* **Brief**
Convert every line of the records below into a Markdown table with two columns, Row and Line. Put a running row number under Row and the line itself under Line, and omit blank lines.

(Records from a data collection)
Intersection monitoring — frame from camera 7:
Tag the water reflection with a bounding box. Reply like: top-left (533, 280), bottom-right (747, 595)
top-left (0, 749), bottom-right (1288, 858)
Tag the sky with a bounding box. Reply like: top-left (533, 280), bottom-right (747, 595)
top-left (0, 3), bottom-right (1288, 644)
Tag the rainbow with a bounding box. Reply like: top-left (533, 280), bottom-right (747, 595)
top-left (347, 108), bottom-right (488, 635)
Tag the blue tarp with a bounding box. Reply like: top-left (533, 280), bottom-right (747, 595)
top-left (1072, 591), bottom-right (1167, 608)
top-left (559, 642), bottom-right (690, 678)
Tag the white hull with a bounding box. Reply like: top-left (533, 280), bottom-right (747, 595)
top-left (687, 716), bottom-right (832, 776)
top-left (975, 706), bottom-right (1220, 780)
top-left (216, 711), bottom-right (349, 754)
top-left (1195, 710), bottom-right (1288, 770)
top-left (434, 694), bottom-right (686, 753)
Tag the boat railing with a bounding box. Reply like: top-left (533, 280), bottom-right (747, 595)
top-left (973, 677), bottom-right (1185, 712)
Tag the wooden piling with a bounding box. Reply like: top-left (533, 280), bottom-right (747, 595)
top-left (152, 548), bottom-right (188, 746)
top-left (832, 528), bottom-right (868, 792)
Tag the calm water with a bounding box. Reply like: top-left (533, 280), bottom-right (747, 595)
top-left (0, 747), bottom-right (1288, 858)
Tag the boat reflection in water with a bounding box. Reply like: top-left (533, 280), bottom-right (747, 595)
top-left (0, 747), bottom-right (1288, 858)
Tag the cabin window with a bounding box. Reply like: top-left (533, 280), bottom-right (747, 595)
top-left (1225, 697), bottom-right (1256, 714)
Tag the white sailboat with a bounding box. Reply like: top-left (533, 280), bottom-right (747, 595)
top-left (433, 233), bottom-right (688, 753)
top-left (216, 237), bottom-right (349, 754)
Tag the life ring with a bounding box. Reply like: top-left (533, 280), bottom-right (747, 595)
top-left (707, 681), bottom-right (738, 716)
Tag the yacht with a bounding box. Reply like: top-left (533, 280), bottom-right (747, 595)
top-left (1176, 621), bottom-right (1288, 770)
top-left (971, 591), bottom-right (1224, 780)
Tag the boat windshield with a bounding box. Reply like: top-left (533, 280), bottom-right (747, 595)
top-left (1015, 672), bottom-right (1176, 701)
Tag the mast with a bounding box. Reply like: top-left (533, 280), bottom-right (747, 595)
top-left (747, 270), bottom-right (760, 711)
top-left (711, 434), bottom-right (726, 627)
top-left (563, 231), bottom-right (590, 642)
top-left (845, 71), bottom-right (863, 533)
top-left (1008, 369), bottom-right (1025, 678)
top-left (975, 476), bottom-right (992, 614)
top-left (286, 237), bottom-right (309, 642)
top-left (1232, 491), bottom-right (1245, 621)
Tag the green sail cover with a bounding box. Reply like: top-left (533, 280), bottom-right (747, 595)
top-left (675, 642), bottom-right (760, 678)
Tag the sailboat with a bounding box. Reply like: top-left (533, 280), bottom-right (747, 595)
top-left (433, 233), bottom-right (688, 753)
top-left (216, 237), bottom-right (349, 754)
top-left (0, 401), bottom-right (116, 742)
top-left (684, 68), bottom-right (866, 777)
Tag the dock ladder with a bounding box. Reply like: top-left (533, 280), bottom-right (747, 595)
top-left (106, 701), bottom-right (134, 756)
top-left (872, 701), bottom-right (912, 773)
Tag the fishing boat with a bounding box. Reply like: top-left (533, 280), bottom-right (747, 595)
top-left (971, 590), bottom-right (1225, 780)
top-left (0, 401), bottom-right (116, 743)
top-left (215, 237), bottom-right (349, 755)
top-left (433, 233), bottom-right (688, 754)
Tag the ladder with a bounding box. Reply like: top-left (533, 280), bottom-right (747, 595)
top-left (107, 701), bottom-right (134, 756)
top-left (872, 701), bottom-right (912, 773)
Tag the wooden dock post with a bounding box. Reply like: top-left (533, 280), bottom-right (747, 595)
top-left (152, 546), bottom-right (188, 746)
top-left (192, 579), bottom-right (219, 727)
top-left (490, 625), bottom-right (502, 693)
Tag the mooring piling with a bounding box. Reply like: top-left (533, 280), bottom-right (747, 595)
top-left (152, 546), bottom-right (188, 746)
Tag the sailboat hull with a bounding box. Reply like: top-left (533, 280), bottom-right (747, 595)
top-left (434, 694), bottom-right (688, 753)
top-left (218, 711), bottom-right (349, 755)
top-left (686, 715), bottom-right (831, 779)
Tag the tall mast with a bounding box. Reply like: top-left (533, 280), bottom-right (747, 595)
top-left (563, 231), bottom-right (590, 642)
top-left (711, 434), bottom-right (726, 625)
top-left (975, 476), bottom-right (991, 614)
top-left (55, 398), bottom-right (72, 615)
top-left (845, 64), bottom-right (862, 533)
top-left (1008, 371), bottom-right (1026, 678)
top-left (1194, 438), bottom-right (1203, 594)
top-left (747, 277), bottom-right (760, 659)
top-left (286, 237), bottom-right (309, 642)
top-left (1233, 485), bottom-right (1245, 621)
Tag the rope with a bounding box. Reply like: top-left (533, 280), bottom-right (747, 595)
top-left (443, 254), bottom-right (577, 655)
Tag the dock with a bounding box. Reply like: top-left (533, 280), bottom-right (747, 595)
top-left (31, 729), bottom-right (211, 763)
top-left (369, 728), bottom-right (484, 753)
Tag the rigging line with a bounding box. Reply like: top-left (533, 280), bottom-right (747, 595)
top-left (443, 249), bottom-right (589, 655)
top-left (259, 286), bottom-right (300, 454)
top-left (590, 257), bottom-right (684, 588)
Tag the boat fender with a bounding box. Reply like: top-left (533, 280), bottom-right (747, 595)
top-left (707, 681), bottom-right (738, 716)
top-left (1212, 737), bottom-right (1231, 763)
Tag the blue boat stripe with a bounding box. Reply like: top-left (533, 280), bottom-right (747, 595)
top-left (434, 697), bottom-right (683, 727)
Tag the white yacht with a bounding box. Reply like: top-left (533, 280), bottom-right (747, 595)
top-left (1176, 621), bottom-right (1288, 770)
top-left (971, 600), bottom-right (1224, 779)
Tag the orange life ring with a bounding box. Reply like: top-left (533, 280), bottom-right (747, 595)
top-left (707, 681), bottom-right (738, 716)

* **The output**
| Row | Line |
|---|---|
| 1 | Intersection monitoring — frame from camera 7: |
| 2 | Tag the water reflection with a bounding box. Reply like: top-left (533, 280), bottom-right (747, 595) |
| 3 | top-left (0, 749), bottom-right (1288, 858) |
| 4 | Tag the sky with a bounding box. Reply like: top-left (533, 280), bottom-right (747, 595) |
| 5 | top-left (0, 3), bottom-right (1288, 644) |
| 6 | Tag the rainbow with a bounding box. Reply like: top-left (533, 280), bottom-right (747, 595) |
| 7 | top-left (347, 108), bottom-right (488, 635) |
| 8 | Tag the blue tarp with a bounding box. Reply like: top-left (533, 280), bottom-right (747, 595) |
| 9 | top-left (1072, 591), bottom-right (1167, 608) |
| 10 | top-left (559, 642), bottom-right (690, 678) |
| 11 | Tag the white hull with a bounding box. Reply like: top-left (533, 280), bottom-right (747, 595) |
| 12 | top-left (687, 716), bottom-right (832, 776) |
| 13 | top-left (975, 706), bottom-right (1220, 780) |
| 14 | top-left (216, 711), bottom-right (349, 754) |
| 15 | top-left (1195, 710), bottom-right (1288, 770) |
| 16 | top-left (434, 694), bottom-right (686, 753) |
| 17 | Tag the boat railing with a bounding box. Reply like: top-left (533, 280), bottom-right (747, 595) |
| 18 | top-left (973, 677), bottom-right (1185, 712) |
| 19 | Tag the wooden piling with a bounding box. Reply like: top-left (533, 280), bottom-right (747, 595) |
| 20 | top-left (152, 548), bottom-right (188, 746) |
| 21 | top-left (832, 528), bottom-right (868, 792) |
| 22 | Tag the calm water with a bounding box. Reply like: top-left (533, 280), bottom-right (747, 595) |
| 23 | top-left (0, 747), bottom-right (1288, 858) |
| 24 | Tag the boat reflection in water with a bounding box. Reply like: top-left (533, 280), bottom-right (747, 595) |
| 25 | top-left (0, 747), bottom-right (1288, 858) |
| 26 | Tag the cabin window with a bounding box. Reply like: top-left (533, 280), bottom-right (747, 595) |
| 27 | top-left (1225, 697), bottom-right (1256, 714) |
| 28 | Tag the white sailboat with a bounding box. Reply like: top-left (533, 280), bottom-right (747, 595) |
| 29 | top-left (433, 233), bottom-right (688, 753) |
| 30 | top-left (216, 237), bottom-right (349, 754) |
| 31 | Tag the life ring with a bounding box. Reply like: top-left (533, 280), bottom-right (747, 595) |
| 32 | top-left (707, 681), bottom-right (738, 716) |
| 33 | Tag the yacht with a bounding box. Reply like: top-left (533, 280), bottom-right (747, 595) |
| 34 | top-left (1176, 621), bottom-right (1288, 770) |
| 35 | top-left (971, 591), bottom-right (1224, 780) |
| 36 | Tag the boat windshield with a bounding box. Reply like: top-left (533, 280), bottom-right (747, 595) |
| 37 | top-left (1015, 672), bottom-right (1176, 701) |
| 38 | Tag the mast with a bounding box. Reply like: top-left (533, 280), bottom-right (747, 595) |
| 39 | top-left (747, 270), bottom-right (760, 711) |
| 40 | top-left (711, 434), bottom-right (726, 627) |
| 41 | top-left (563, 231), bottom-right (590, 642) |
| 42 | top-left (845, 71), bottom-right (863, 533) |
| 43 | top-left (1008, 369), bottom-right (1025, 678) |
| 44 | top-left (975, 476), bottom-right (992, 614) |
| 45 | top-left (286, 237), bottom-right (309, 642) |
| 46 | top-left (1232, 491), bottom-right (1245, 621) |
| 47 | Tag the green sail cover with a bounding box. Reply like: top-left (533, 280), bottom-right (747, 595) |
| 48 | top-left (675, 642), bottom-right (760, 678) |
| 49 | Tag the sailboat with a bounding box. Reply like: top-left (533, 280), bottom-right (747, 595) |
| 50 | top-left (433, 233), bottom-right (688, 753) |
| 51 | top-left (216, 237), bottom-right (349, 754) |
| 52 | top-left (0, 401), bottom-right (116, 742) |
| 53 | top-left (684, 68), bottom-right (866, 777) |
| 54 | Tag the dock ladder with a bounding box. Reply like: top-left (533, 280), bottom-right (747, 595) |
| 55 | top-left (106, 701), bottom-right (134, 756) |
| 56 | top-left (872, 701), bottom-right (912, 773) |
| 57 | Tag the fishing boat with a bounding box. Reply like: top-left (533, 280), bottom-right (747, 595) |
| 58 | top-left (971, 590), bottom-right (1225, 780) |
| 59 | top-left (0, 401), bottom-right (116, 743) |
| 60 | top-left (215, 237), bottom-right (349, 755) |
| 61 | top-left (433, 233), bottom-right (688, 754) |
| 62 | Tag the ladder with a bounding box. Reply like: top-left (533, 280), bottom-right (747, 595) |
| 63 | top-left (107, 701), bottom-right (134, 756) |
| 64 | top-left (872, 701), bottom-right (912, 773) |
| 65 | Tag the wooden dock post with a bounding box. Reply like: top-left (533, 280), bottom-right (747, 595) |
| 66 | top-left (152, 546), bottom-right (188, 746) |
| 67 | top-left (192, 579), bottom-right (219, 727) |
| 68 | top-left (490, 625), bottom-right (502, 693) |
| 69 | Tag the mooring piling with a bounding box. Reply like: top-left (533, 280), bottom-right (747, 595) |
| 70 | top-left (152, 546), bottom-right (188, 746) |
| 71 | Tag the sailboat hull with a bounding box. Reply like: top-left (533, 280), bottom-right (747, 595) |
| 72 | top-left (434, 694), bottom-right (688, 753) |
| 73 | top-left (218, 711), bottom-right (349, 755) |
| 74 | top-left (686, 715), bottom-right (831, 779) |
| 75 | Tag the tall mast with a bounding box. Reply like: top-left (533, 280), bottom-right (747, 595) |
| 76 | top-left (563, 231), bottom-right (590, 642) |
| 77 | top-left (711, 434), bottom-right (726, 625) |
| 78 | top-left (975, 476), bottom-right (991, 614) |
| 79 | top-left (55, 398), bottom-right (72, 615) |
| 80 | top-left (845, 64), bottom-right (862, 533) |
| 81 | top-left (1008, 371), bottom-right (1026, 678) |
| 82 | top-left (1194, 438), bottom-right (1203, 594) |
| 83 | top-left (747, 277), bottom-right (760, 659) |
| 84 | top-left (286, 237), bottom-right (309, 642) |
| 85 | top-left (1233, 485), bottom-right (1245, 621) |
| 86 | Tag the rope with a bounding box. Reply like: top-left (533, 280), bottom-right (747, 595) |
| 87 | top-left (443, 254), bottom-right (577, 655) |
| 88 | Tag the dock with a bounding box. Reply like: top-left (533, 280), bottom-right (747, 595) |
| 89 | top-left (31, 729), bottom-right (211, 763) |
| 90 | top-left (369, 728), bottom-right (484, 753) |
| 91 | Tag the rigging line with a bounding box. Reply like: top-left (533, 280), bottom-right (747, 595) |
| 92 | top-left (443, 249), bottom-right (589, 655) |
| 93 | top-left (259, 286), bottom-right (300, 454) |
| 94 | top-left (590, 257), bottom-right (684, 588) |
| 95 | Tag the boat fender with a bounding box. Reply like: top-left (533, 280), bottom-right (747, 595) |
| 96 | top-left (707, 681), bottom-right (738, 716) |
| 97 | top-left (1212, 737), bottom-right (1231, 763) |
| 98 | Tag the blue boat stripe with a bounding box. Reply like: top-left (533, 280), bottom-right (747, 595) |
| 99 | top-left (434, 697), bottom-right (683, 727) |
| 100 | Tag the white yacht with a bounding box. Reply like: top-left (533, 280), bottom-right (747, 595) |
| 101 | top-left (1176, 621), bottom-right (1288, 770) |
| 102 | top-left (971, 600), bottom-right (1224, 779) |
| 103 | Tag the orange life ring with a bounding box. Reply like: top-left (533, 280), bottom-right (747, 595) |
| 104 | top-left (707, 681), bottom-right (738, 716) |